--- begin Task input ---

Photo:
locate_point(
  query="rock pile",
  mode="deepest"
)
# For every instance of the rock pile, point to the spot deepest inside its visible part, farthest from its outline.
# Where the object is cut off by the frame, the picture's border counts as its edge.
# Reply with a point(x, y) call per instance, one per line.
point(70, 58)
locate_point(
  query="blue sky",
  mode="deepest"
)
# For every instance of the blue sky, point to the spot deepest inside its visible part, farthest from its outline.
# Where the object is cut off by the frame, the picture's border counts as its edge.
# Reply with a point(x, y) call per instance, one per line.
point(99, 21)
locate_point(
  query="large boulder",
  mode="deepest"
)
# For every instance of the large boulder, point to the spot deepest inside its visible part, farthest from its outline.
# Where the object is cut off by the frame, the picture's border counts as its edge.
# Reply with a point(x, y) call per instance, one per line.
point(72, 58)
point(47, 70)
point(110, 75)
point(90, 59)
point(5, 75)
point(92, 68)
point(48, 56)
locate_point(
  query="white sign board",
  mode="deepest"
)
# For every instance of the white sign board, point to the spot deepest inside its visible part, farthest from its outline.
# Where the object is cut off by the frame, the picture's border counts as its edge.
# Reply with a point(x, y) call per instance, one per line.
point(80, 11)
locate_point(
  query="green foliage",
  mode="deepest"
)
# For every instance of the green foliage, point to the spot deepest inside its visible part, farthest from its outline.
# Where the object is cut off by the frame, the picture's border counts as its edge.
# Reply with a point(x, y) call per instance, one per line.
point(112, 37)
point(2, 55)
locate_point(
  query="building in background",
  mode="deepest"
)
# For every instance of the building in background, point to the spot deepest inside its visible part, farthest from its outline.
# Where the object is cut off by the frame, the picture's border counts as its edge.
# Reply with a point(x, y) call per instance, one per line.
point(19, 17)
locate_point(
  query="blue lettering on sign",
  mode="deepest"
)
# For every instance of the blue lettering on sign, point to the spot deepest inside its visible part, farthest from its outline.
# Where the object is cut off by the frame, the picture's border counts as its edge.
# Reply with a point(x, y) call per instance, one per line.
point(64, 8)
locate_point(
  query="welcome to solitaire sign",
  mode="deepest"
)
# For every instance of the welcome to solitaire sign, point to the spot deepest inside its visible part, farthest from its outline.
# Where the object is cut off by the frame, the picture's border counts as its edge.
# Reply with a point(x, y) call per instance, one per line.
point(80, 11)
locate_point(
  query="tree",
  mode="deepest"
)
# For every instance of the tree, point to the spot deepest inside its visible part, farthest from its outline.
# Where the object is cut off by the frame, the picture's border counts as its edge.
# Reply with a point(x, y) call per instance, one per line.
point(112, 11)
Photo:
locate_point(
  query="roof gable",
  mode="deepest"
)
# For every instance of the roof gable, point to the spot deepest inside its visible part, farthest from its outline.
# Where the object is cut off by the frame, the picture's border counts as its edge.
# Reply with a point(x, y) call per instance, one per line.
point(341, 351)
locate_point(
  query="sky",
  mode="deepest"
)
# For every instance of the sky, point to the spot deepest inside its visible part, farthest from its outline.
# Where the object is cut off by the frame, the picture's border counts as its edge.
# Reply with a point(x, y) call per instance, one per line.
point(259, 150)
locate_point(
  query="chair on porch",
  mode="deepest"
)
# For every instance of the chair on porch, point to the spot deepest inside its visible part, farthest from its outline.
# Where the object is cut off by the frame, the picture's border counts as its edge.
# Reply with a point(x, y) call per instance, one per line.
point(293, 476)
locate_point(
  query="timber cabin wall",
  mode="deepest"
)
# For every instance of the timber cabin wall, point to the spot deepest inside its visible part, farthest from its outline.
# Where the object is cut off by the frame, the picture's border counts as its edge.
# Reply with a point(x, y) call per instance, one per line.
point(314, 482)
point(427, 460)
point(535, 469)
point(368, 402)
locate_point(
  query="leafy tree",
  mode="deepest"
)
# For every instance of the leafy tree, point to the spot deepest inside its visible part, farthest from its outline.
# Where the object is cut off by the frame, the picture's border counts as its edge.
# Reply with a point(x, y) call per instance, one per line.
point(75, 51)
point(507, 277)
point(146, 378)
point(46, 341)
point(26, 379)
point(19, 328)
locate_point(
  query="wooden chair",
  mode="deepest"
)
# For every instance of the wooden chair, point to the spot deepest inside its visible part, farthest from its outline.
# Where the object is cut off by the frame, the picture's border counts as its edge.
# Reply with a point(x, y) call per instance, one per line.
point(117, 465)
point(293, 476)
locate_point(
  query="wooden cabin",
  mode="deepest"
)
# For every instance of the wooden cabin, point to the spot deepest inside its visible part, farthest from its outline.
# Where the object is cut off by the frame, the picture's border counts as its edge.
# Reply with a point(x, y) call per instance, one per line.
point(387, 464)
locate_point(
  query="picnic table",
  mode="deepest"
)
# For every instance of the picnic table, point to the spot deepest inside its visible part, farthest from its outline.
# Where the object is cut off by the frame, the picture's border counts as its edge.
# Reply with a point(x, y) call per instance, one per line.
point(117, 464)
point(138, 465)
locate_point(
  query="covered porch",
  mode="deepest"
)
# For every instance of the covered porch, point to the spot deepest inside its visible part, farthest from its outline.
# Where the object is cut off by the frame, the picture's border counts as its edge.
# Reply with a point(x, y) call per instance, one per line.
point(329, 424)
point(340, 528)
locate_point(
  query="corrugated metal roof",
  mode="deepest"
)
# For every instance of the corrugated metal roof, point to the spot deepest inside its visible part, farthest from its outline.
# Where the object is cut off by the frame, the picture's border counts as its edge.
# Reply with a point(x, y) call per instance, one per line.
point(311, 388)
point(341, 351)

--- end Task input ---

The exercise: Print all of the records above again, line for line and without any change.

Expected answer:
Photo:
locate_point(
  query="rock pile",
  mode="deepest"
)
# For every instance of the rock pile, point to the spot deepest inside its visible part, farthest from its outline.
# Where the object is cut off by the frame, the picture's border counts as its edge.
# Reply with a point(x, y) call per instance, one per line.
point(70, 58)
locate_point(
  query="blue sky",
  mode="deepest"
)
# For every instance of the blue sky, point to the spot deepest inside its visible part, farthest from its outline.
# Where the object is cut off by the frame, the picture's border counts as its edge.
# Reply with a point(x, y) call per instance, one per line.
point(99, 21)
locate_point(
  query="large boulder",
  mode="deepest"
)
# For every instance of the large boulder, point to the spot deepest inside its visible part, farthest from its outline.
# Where the object is cut off by the frame, the picture's border counts as its edge.
# Reply with a point(x, y) call per instance, one per line.
point(72, 58)
point(47, 70)
point(110, 75)
point(90, 59)
point(5, 75)
point(92, 68)
point(48, 56)
locate_point(
  query="white sign board",
  mode="deepest"
)
# For every instance of the white sign board, point to the spot deepest inside its visible part, farthest from its outline.
# Where the object is cut off by the frame, the picture's border counts as its edge.
# Reply with a point(x, y) call per instance, one per line.
point(80, 11)
locate_point(
  query="green foliage",
  mode="deepest"
)
# For every instance of the green foliage, point to the spot deepest inside its visible part, farthest from its outline.
# Where the object is cut off by the frame, the picture's border counts as its edge.
# Reply with a point(x, y) call per instance, one per line.
point(112, 37)
point(2, 55)
locate_point(
  query="building in background",
  mode="deepest"
)
# For every instance of the building in background, point to the spot deepest inside its visible part, farthest from its outline.
# Where the object is cut off by the frame, the picture's border counts as its edge.
# Reply with a point(x, y) call per instance, one per line.
point(19, 17)
locate_point(
  query="blue lettering on sign",
  mode="deepest"
)
# For every instance of the blue lettering on sign, point to the spot deepest inside its visible part, farthest from its outline.
# Where the object is cut off by the frame, the picture's border counts as its edge.
# Reply with a point(x, y) call per instance, one per line.
point(64, 8)
locate_point(
  query="welcome to solitaire sign",
  mode="deepest"
)
# For every instance of the welcome to solitaire sign, point to the spot deepest inside its visible part, farthest from its outline.
# Where the object is cut off by the frame, the picture's border counts as its edge.
# Reply with a point(x, y) call per instance, one per line.
point(80, 11)
locate_point(
  query="tree",
  mode="deepest"
)
# For every instance of the tree, point to the spot deepest inside its visible part, farthest from its outline.
# Where the object is cut off by the frame, the picture's border counts as its edge.
# Reply with a point(x, y) call per instance, one per line.
point(112, 11)
Photo:
locate_point(
  query="roof gable",
  mode="deepest"
)
# For every instance of the roof gable, point to the spot deepest inside its visible part, farthest from its outline.
# Where the object is cut off by the frame, the picture's border counts as its edge.
# Reply with a point(x, y) call per instance, one per line.
point(341, 351)
locate_point(
  query="sky",
  mode="deepest"
)
# For every instance of the sky, point to the spot deepest inside its visible part, farthest from its outline.
# Where the object is cut off by the frame, the picture's border counts as its edge.
# Reply with a point(x, y) call per instance, one per line.
point(259, 150)
locate_point(
  query="chair on porch",
  mode="deepest"
)
# For every instance of the chair on porch, point to the spot deepest inside its visible part, farthest from its outline.
# Where the object is cut off by the frame, the picture's border counts as its edge.
# Reply with a point(x, y) call per instance, one per line.
point(293, 476)
locate_point(
  query="timber cabin wall",
  mode="deepest"
)
# For every instance of the timber cabin wall, point to the spot deepest inside its visible part, farthest from its outline.
# Where the object is cut off by the frame, the picture's border counts as its edge.
# Reply with a point(x, y) call per instance, one per line.
point(314, 482)
point(427, 460)
point(535, 469)
point(368, 402)
locate_point(
  query="leafy tree",
  mode="deepest"
)
# For every instance of the leafy tree, point to the spot deepest inside its visible part, farthest from its outline.
# Where the object is cut off by the frame, the picture's border counts as its edge.
# Reply with a point(x, y) call per instance, one per line.
point(75, 51)
point(507, 277)
point(146, 378)
point(46, 341)
point(26, 379)
point(19, 328)
locate_point(
  query="wooden chair",
  mode="deepest"
)
# For every instance of the wooden chair, point to the spot deepest inside its visible part, farthest from its outline.
# Where the object is cut off by the frame, the picture's border counts as its edge.
# Reply with a point(x, y) call per instance, one per line.
point(117, 465)
point(293, 476)
locate_point(
  query="wooden cabin",
  mode="deepest"
)
# For every instance of the wooden cabin, point to the spot deepest inside its visible part, farthest from its outline.
# Where the object is cut off by the frame, the picture's border counts as its edge.
# Reply with a point(x, y) call per instance, one per line.
point(387, 464)
locate_point(
  query="picnic table",
  mode="deepest"
)
# For every instance of the picnic table, point to the spot deepest inside its visible part, farthest from its outline.
# Where the object is cut off by the frame, the picture's border counts as its edge.
# Reply with a point(x, y) call per instance, one per line.
point(117, 464)
point(138, 465)
locate_point(
  query="covered porch",
  mode="deepest"
)
# For every instance of the covered porch, point to the spot deepest inside its visible part, farthest from its outline.
# Where the object is cut off by the frame, the picture's border counts as its edge.
# Reply with a point(x, y) call per instance, one per line.
point(329, 424)
point(340, 528)
locate_point(
  query="corrugated metal roof",
  mode="deepest"
)
# For every instance of the corrugated metal roof, point to the spot deepest inside its visible part, farthest from its outline.
# Where the object is cut off by the frame, the picture's border counts as its edge.
# Reply with a point(x, y) call per instance, one per line.
point(311, 388)
point(341, 351)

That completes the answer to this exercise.